((

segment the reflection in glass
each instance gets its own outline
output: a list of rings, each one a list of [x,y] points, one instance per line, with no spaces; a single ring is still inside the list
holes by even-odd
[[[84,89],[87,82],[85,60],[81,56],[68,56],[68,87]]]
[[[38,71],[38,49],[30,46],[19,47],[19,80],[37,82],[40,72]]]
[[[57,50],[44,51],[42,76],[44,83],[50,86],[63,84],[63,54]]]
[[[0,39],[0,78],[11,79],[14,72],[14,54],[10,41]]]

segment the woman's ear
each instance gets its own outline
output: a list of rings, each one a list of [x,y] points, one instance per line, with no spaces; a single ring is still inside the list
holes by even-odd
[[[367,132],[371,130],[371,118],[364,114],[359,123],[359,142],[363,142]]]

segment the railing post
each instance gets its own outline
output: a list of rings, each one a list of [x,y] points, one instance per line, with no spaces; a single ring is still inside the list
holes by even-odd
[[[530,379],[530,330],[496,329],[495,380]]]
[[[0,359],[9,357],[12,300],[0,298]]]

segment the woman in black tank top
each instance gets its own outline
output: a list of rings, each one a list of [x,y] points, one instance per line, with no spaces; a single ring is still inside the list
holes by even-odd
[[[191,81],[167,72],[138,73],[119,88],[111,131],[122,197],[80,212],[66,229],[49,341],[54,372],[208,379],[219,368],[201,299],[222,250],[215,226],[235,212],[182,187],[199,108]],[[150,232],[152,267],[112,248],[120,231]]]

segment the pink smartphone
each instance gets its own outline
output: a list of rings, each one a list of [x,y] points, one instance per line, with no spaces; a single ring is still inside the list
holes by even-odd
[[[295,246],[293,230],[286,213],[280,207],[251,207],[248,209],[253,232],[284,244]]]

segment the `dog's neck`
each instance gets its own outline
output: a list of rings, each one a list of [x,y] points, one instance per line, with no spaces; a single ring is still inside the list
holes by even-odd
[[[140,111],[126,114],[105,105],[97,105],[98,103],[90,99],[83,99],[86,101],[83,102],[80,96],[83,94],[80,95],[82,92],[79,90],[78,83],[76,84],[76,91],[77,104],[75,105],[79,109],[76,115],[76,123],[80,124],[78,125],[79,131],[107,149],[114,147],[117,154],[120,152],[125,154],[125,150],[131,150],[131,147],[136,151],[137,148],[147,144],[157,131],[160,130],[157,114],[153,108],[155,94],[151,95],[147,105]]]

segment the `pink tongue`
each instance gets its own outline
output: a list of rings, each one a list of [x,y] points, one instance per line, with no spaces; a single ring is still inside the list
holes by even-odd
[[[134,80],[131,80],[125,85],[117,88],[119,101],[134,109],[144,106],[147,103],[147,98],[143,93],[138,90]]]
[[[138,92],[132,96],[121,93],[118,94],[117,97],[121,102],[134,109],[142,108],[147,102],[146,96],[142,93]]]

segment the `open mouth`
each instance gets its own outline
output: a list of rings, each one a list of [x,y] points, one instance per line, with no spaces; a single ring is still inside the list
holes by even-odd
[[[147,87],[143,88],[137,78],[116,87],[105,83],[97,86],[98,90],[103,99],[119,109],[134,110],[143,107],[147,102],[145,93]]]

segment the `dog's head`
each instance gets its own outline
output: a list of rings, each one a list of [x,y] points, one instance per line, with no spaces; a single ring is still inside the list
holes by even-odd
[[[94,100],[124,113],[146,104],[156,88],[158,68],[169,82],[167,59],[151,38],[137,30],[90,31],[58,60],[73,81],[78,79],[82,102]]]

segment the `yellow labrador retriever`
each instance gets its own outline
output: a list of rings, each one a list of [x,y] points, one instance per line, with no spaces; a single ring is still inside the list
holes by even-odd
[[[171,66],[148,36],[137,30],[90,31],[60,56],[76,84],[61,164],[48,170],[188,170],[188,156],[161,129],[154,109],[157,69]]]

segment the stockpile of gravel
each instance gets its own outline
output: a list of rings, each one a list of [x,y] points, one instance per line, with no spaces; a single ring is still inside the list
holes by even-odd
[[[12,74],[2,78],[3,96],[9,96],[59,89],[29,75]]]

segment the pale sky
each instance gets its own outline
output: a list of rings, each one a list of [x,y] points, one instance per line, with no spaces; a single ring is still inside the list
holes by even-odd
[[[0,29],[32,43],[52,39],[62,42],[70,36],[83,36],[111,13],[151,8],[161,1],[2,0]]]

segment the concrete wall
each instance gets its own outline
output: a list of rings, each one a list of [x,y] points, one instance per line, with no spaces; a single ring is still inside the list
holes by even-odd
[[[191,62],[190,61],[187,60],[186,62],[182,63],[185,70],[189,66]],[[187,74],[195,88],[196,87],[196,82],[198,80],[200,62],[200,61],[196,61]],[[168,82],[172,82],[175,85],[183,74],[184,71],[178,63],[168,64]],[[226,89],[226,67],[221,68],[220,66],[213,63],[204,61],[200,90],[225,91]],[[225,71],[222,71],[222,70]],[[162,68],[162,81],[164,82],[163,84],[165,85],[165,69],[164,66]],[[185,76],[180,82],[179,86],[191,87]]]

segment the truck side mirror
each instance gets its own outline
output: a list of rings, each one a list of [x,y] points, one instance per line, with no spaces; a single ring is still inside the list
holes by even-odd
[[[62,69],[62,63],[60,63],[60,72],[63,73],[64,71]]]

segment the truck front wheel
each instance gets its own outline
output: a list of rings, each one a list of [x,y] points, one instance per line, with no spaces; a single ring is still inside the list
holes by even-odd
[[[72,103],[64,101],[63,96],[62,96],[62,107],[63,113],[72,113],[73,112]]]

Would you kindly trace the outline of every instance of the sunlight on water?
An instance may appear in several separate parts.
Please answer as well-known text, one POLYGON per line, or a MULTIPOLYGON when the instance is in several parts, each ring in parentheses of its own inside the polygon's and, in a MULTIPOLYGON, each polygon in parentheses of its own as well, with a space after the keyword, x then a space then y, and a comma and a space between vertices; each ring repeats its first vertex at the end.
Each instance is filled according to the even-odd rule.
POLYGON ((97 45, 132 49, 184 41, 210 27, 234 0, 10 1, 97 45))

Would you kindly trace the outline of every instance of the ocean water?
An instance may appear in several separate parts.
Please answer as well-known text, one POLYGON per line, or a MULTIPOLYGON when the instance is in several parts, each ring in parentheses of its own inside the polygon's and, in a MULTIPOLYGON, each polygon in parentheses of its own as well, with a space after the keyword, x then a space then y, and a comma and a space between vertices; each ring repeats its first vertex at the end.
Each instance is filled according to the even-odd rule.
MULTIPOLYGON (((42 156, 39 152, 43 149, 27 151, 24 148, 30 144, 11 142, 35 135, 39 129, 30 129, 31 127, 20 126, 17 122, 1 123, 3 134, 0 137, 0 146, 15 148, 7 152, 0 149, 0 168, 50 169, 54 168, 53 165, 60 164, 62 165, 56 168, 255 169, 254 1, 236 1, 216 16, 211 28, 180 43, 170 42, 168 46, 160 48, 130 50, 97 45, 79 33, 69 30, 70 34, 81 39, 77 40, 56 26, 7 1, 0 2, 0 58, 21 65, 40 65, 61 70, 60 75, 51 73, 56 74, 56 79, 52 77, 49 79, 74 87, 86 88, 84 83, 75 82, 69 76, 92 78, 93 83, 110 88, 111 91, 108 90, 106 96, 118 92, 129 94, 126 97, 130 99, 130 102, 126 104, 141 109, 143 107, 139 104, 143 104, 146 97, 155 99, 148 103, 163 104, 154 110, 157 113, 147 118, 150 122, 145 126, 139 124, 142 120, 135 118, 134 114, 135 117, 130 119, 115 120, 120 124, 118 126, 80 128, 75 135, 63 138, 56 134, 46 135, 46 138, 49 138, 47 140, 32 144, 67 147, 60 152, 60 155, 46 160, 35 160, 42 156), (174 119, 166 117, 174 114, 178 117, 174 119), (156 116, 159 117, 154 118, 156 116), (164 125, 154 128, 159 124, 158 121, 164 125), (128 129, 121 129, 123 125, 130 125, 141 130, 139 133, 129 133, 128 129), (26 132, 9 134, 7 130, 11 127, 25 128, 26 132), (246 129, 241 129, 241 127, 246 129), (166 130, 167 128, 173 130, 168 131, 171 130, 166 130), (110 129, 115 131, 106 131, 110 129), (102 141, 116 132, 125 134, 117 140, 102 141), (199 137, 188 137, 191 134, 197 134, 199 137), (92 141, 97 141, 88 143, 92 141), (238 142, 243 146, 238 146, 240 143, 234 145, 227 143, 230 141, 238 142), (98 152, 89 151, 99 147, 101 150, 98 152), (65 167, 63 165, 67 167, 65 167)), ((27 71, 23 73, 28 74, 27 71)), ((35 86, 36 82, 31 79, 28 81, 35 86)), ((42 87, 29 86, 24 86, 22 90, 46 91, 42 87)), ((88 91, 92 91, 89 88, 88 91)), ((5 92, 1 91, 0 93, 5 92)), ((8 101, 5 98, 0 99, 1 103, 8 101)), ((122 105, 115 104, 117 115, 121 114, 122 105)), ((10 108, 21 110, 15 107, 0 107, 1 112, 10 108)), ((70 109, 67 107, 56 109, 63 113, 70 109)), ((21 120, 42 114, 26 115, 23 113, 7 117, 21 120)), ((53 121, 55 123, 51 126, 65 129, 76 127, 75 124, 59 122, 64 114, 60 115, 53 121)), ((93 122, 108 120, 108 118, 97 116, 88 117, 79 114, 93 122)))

))

* WORK TO COMPLETE
Please pick out every line in the listing above that contains the word "truck" and copy each one.

* THE REPLY
segment the truck side mirror
segment the truck front wheel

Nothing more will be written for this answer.